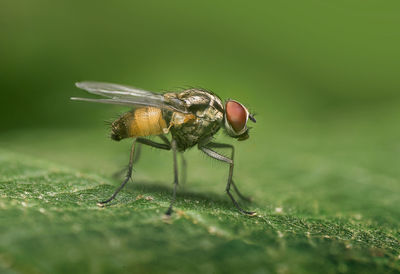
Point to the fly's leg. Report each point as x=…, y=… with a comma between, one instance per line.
x=136, y=157
x=222, y=158
x=173, y=146
x=184, y=168
x=131, y=161
x=128, y=176
x=218, y=145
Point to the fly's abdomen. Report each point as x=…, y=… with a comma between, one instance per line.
x=140, y=122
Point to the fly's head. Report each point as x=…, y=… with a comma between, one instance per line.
x=235, y=120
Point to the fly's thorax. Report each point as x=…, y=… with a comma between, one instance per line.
x=141, y=122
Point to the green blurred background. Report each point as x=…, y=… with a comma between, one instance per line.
x=321, y=76
x=313, y=71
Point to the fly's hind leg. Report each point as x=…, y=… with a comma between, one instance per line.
x=128, y=176
x=213, y=154
x=232, y=148
x=131, y=161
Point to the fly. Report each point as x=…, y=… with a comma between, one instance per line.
x=192, y=117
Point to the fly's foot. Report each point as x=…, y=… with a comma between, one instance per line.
x=241, y=196
x=169, y=211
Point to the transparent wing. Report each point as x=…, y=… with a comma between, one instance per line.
x=125, y=95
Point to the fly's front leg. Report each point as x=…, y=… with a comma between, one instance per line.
x=173, y=146
x=184, y=169
x=218, y=145
x=222, y=158
x=136, y=157
x=128, y=176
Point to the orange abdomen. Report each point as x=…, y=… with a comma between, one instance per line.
x=147, y=121
x=139, y=122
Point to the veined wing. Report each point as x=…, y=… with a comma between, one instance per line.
x=125, y=95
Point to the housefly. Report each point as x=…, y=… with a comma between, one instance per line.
x=192, y=117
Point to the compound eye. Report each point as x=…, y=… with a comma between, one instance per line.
x=236, y=115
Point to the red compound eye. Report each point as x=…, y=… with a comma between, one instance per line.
x=236, y=115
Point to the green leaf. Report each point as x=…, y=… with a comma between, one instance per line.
x=50, y=221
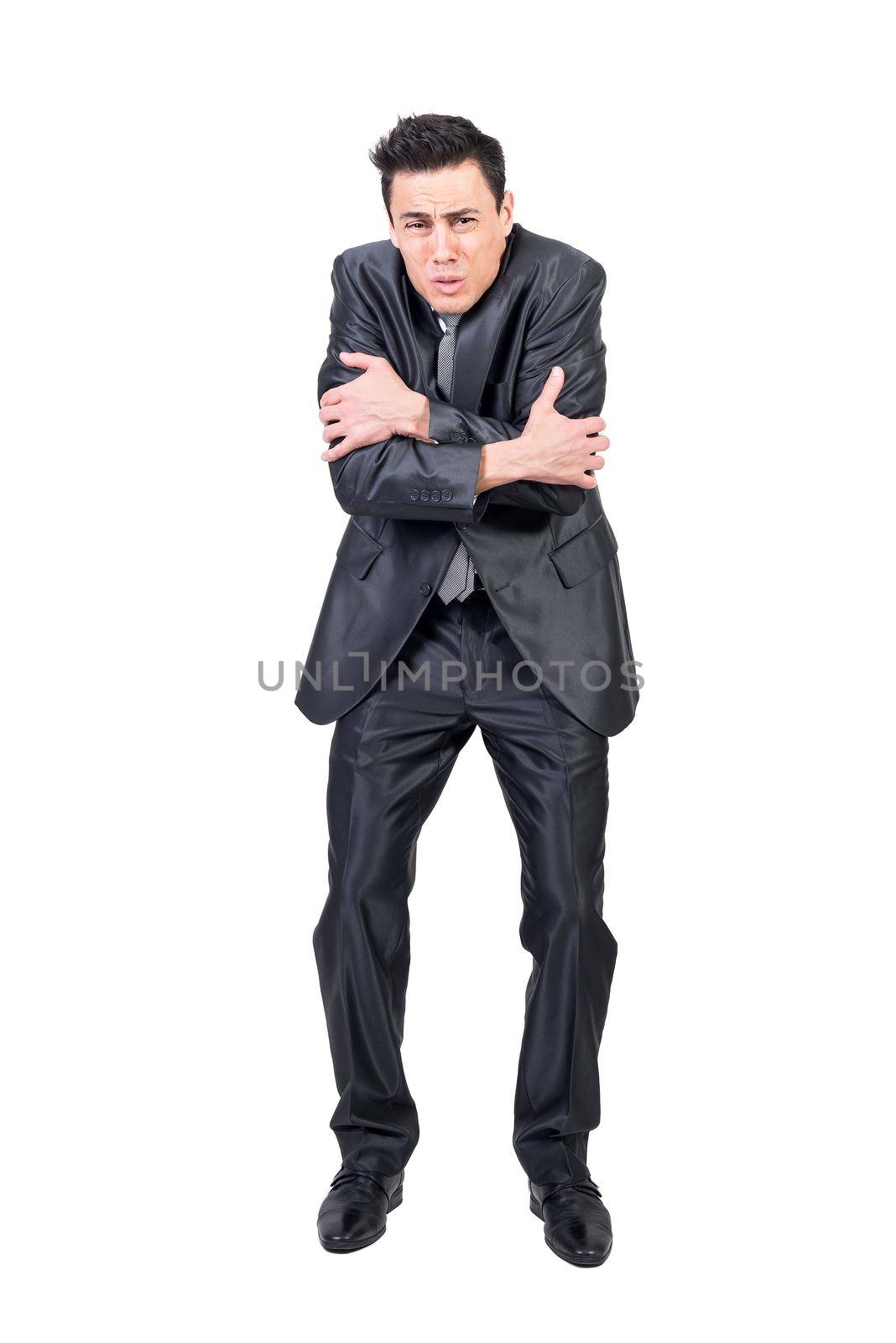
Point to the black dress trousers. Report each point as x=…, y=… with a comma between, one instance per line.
x=389, y=760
##########
* Task statement
Starting at the line that holds "Point to the veined", copy each line exactly through the end of the listing, both ends included. Leave the pictures out.

* Completed exercise
Point to the veined wing. Report each point as x=…, y=… with a comma between, one instance per line.
x=125, y=95
Point to the housefly. Report each point as x=…, y=… with a comma between, one instance per line.
x=192, y=117
Point to the compound eye. Report each point as x=…, y=… with a comma between, one instance per line.
x=236, y=115
Point to the red compound eye. Report each point as x=…, y=… with a comma between, one instance per line.
x=236, y=115
Point to the green leaf. Report each point as x=…, y=… with a comma between, one instance per line.
x=50, y=221
Point to the black dress trousers. Report each point as x=…, y=… with a comma between, one instance per line.
x=389, y=760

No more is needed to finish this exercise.